(Stored data)
================

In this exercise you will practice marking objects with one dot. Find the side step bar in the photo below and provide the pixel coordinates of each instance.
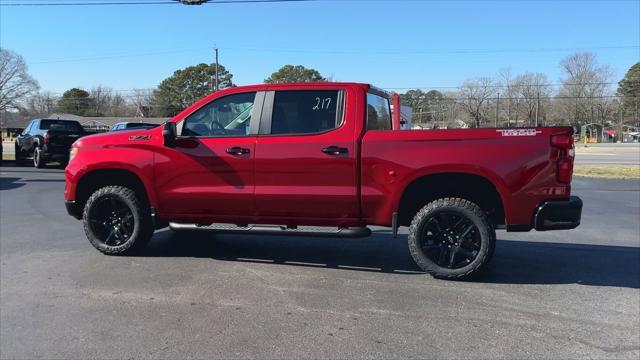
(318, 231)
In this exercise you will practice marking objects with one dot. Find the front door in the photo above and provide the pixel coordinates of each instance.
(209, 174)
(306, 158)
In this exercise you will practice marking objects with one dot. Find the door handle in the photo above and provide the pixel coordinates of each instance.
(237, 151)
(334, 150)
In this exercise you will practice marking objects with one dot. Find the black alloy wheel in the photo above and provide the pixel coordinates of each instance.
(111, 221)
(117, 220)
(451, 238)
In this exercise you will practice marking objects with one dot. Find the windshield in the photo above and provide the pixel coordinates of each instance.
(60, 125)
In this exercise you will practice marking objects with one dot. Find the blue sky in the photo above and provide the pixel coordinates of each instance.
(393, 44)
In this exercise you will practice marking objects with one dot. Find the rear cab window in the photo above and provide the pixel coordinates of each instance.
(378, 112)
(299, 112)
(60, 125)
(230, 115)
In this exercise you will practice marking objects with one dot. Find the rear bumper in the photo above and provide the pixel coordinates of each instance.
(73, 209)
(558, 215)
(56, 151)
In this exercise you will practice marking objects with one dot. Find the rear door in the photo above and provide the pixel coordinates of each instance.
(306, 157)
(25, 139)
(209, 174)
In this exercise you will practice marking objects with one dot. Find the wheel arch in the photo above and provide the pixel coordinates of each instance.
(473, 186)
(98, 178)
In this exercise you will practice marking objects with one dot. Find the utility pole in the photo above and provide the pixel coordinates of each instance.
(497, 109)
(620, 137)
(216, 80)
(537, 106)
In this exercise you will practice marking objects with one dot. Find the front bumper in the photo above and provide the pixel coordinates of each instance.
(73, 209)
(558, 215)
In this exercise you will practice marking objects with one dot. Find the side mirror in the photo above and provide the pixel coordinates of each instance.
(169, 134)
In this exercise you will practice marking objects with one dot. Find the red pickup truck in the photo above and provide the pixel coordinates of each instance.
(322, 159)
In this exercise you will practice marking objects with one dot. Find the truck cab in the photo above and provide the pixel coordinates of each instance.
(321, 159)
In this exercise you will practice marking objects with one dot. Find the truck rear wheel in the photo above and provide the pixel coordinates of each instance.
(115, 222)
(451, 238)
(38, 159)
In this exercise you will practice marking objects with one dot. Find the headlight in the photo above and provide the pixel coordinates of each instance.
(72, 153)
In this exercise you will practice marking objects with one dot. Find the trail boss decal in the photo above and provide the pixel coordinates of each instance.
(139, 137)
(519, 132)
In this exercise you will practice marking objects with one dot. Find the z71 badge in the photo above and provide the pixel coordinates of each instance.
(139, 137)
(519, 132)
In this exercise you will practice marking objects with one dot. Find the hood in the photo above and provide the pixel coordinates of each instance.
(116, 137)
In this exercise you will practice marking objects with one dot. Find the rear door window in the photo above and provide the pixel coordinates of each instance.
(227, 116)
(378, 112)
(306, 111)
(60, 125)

================

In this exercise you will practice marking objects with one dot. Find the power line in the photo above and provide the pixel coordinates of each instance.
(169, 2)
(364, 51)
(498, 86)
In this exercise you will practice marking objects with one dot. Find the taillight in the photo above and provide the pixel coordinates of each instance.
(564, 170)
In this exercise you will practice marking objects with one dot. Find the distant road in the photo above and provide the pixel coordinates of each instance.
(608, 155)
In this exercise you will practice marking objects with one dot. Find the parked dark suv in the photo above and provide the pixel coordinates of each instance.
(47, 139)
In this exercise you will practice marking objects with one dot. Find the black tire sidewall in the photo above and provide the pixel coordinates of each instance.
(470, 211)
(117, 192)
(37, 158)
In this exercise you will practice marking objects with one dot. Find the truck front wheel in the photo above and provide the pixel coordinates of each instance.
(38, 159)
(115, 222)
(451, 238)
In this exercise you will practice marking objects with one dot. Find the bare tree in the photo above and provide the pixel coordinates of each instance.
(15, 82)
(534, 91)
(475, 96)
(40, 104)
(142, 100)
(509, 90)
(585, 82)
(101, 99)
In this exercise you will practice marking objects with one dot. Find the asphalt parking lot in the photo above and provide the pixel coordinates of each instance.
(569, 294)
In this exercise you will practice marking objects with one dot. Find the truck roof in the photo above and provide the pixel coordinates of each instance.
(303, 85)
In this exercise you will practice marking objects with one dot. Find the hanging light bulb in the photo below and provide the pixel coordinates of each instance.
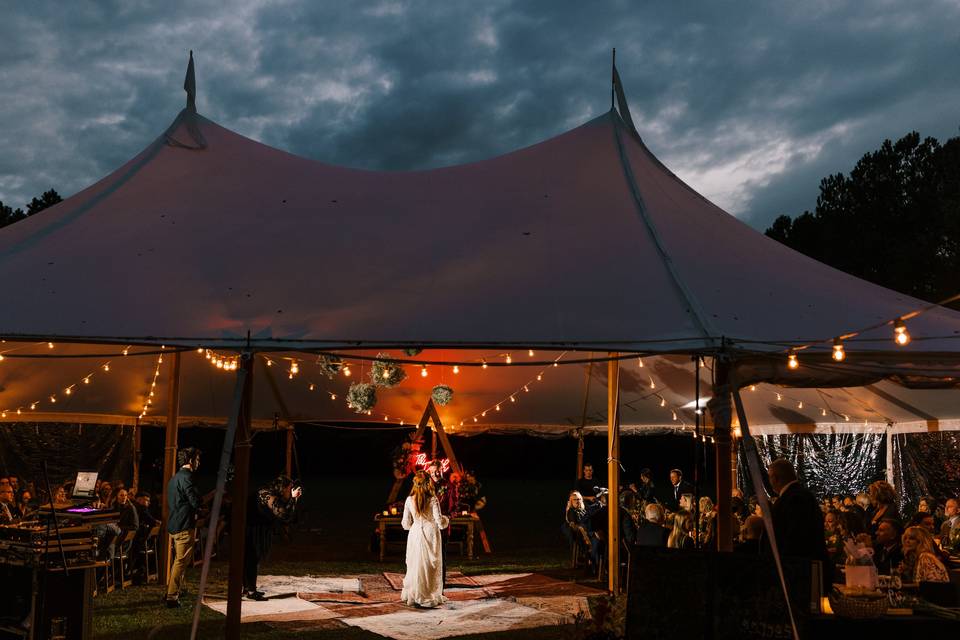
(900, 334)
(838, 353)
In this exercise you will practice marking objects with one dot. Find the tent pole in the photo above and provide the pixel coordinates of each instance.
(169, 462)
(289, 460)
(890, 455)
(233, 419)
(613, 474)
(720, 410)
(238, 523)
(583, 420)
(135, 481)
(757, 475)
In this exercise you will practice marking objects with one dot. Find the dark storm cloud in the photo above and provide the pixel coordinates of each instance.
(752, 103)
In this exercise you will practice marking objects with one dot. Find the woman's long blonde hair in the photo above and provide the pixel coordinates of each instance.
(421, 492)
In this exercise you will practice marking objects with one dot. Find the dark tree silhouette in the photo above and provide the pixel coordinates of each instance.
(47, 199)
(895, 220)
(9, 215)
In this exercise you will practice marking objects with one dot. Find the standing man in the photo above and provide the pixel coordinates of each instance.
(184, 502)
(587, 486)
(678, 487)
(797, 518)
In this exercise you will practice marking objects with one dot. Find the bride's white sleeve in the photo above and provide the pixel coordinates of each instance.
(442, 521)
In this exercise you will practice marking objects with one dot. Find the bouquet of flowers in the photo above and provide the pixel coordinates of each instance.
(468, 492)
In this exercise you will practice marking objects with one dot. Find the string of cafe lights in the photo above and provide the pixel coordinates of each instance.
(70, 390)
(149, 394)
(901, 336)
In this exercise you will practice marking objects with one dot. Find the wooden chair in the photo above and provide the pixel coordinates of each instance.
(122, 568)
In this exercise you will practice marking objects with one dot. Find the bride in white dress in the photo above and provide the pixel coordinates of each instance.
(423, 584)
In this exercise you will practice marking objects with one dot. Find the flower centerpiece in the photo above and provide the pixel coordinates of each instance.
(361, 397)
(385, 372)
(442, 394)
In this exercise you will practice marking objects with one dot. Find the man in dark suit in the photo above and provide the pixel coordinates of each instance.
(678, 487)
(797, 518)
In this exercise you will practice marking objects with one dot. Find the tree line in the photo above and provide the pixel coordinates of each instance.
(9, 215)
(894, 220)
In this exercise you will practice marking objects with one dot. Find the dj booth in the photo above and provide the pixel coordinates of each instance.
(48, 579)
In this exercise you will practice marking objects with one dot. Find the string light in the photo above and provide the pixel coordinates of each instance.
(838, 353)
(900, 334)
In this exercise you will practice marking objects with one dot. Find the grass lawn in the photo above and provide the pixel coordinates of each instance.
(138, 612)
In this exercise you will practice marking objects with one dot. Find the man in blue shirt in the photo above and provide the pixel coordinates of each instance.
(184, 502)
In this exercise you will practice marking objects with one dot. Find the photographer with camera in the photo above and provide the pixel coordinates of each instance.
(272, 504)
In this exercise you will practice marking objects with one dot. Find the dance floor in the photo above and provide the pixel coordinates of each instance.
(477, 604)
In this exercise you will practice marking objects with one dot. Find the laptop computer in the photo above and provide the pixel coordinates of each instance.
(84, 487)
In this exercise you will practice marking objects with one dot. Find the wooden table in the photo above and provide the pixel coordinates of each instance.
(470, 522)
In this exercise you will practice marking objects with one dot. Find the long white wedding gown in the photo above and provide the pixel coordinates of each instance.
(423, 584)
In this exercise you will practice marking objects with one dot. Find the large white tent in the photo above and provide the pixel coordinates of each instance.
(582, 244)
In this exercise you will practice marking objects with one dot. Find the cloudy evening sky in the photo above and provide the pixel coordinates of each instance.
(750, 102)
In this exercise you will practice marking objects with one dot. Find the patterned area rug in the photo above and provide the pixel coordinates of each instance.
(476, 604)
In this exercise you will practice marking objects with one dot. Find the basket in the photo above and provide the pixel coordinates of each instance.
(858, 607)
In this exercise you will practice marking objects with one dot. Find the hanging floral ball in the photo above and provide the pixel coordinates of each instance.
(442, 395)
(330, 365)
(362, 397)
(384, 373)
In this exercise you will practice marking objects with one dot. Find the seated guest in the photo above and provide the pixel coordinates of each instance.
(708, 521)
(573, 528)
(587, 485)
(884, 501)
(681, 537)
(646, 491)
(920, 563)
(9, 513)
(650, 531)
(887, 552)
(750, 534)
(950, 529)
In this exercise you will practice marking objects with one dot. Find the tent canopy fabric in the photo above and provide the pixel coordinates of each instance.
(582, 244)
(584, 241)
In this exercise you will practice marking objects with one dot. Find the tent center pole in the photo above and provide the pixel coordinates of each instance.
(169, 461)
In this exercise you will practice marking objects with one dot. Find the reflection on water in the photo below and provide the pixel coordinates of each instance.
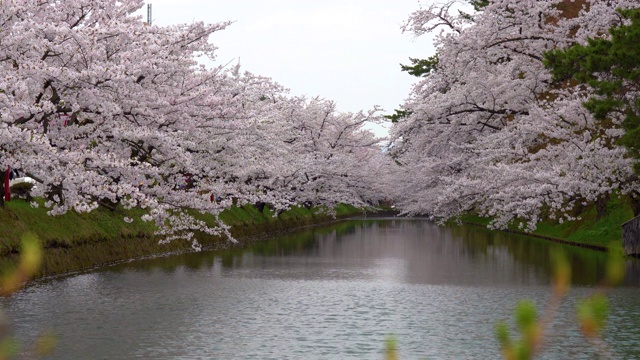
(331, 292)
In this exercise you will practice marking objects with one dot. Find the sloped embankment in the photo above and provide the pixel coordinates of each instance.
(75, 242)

================

■ **What is required**
Report every line of the stored data that contains the string "pole", matching case exactly.

■ **Result of this exercise**
In this exercise you will practice marking objects with one dot. Find the utility pole in the photo above and provide the pixel coordinates of each instance.
In this exercise you will practice marking objects with one dot. Find the tent pole in the photo above and provide the pixel coordinates of each instance.
In this exercise you will practice marking objects with one dot. Find the tent center pole in the photo above and provide the pixel coordinates of each instance.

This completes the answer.